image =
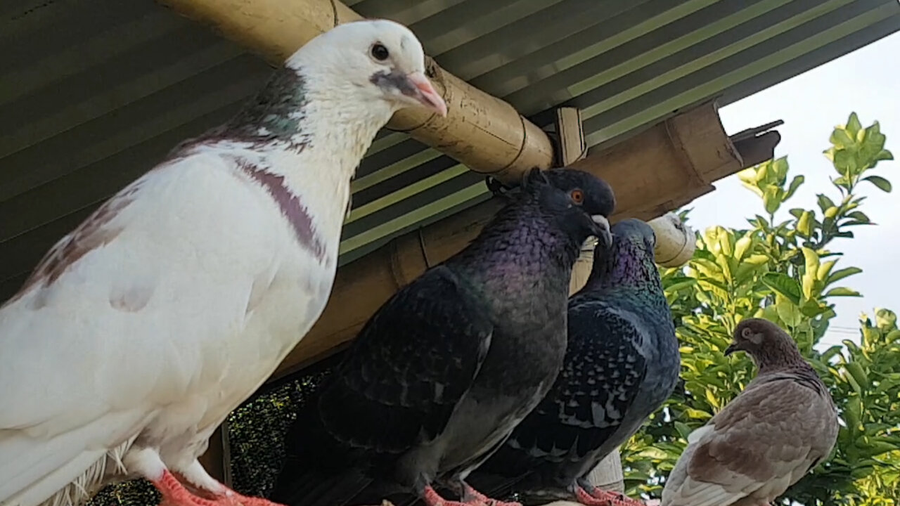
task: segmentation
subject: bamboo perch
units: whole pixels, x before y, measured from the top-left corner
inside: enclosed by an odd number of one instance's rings
[[[294,50],[332,27],[363,19],[338,0],[158,0],[203,22],[226,38],[281,65]],[[546,133],[509,104],[453,76],[426,57],[428,77],[447,104],[441,118],[405,109],[388,123],[463,163],[503,181],[532,167],[548,168],[554,150]]]
[[[754,158],[742,157],[716,110],[715,104],[702,104],[572,167],[612,185],[617,200],[614,220],[649,221],[711,191],[713,181],[772,157],[778,132],[742,140]],[[468,244],[500,205],[502,200],[494,198],[471,207],[400,236],[338,269],[325,312],[273,379],[339,349],[400,286]]]

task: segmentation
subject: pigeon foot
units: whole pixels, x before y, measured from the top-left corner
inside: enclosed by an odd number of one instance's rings
[[[472,488],[472,485],[465,482],[463,482],[463,500],[466,501],[466,503],[468,504],[476,502],[485,504],[487,506],[522,506],[519,502],[506,502],[503,501],[497,501],[496,499],[490,499],[490,497]]]
[[[646,506],[644,502],[632,499],[624,493],[598,488],[589,492],[579,487],[575,495],[578,501],[585,506]]]
[[[282,506],[259,497],[247,497],[222,485],[224,493],[215,494],[212,499],[191,493],[184,485],[168,470],[163,472],[159,480],[152,482],[163,496],[163,504],[167,506]]]
[[[488,506],[484,502],[475,501],[464,502],[444,499],[430,485],[425,487],[425,491],[422,493],[422,501],[425,501],[427,506]]]

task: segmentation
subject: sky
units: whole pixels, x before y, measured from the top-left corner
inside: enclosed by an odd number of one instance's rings
[[[784,120],[777,128],[781,142],[776,157],[788,156],[788,180],[804,175],[806,184],[782,205],[776,219],[789,217],[788,209],[816,209],[815,194],[838,191],[829,177],[836,176],[823,151],[835,125],[846,122],[853,111],[864,127],[878,121],[887,137],[885,148],[900,158],[900,33],[895,33],[816,68],[796,76],[719,110],[729,133]],[[868,174],[886,177],[894,191],[885,194],[865,183],[860,194],[868,198],[861,210],[877,226],[855,227],[855,238],[837,239],[832,249],[844,252],[835,269],[856,266],[862,273],[840,283],[862,294],[861,298],[837,297],[835,317],[823,339],[824,347],[851,339],[859,342],[859,317],[873,308],[900,312],[900,162],[883,161]],[[747,228],[746,218],[764,214],[760,199],[743,187],[736,176],[714,184],[716,191],[694,201],[688,224],[703,230],[713,225]],[[821,213],[820,213],[821,218]]]

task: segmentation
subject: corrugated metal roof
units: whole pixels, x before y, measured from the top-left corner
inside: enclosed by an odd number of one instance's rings
[[[590,146],[728,104],[900,29],[896,0],[351,0],[539,125],[582,108]],[[151,0],[0,6],[0,300],[103,200],[231,115],[270,68]],[[751,126],[751,125],[748,125]],[[482,177],[382,132],[342,262],[487,198]]]

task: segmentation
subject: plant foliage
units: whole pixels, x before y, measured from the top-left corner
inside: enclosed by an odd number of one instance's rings
[[[897,506],[900,504],[900,330],[896,315],[877,310],[863,316],[859,344],[844,340],[817,347],[835,317],[837,297],[860,296],[845,285],[861,269],[841,263],[835,239],[874,223],[858,194],[868,183],[890,192],[872,171],[893,159],[878,122],[863,128],[857,114],[832,133],[825,156],[837,176],[833,194],[816,195],[815,206],[776,213],[805,183],[789,179],[786,158],[742,171],[763,212],[744,230],[713,227],[698,234],[693,258],[663,269],[663,285],[676,319],[682,357],[681,382],[664,409],[623,446],[626,488],[659,497],[665,476],[687,437],[720,411],[752,379],[752,363],[722,351],[740,320],[770,320],[786,329],[828,385],[842,419],[827,462],[791,487],[780,504]],[[682,212],[686,217],[686,212]]]

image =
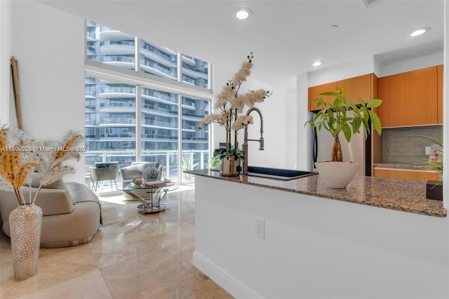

*****

The task: From the records above, copy each line that contains the string "subject". Uppercase and lowercase letters count as different.

Task response:
subject: bamboo perch
subject: pigeon foot
subject: sky
subject: corrugated metal roof
subject: plant foliage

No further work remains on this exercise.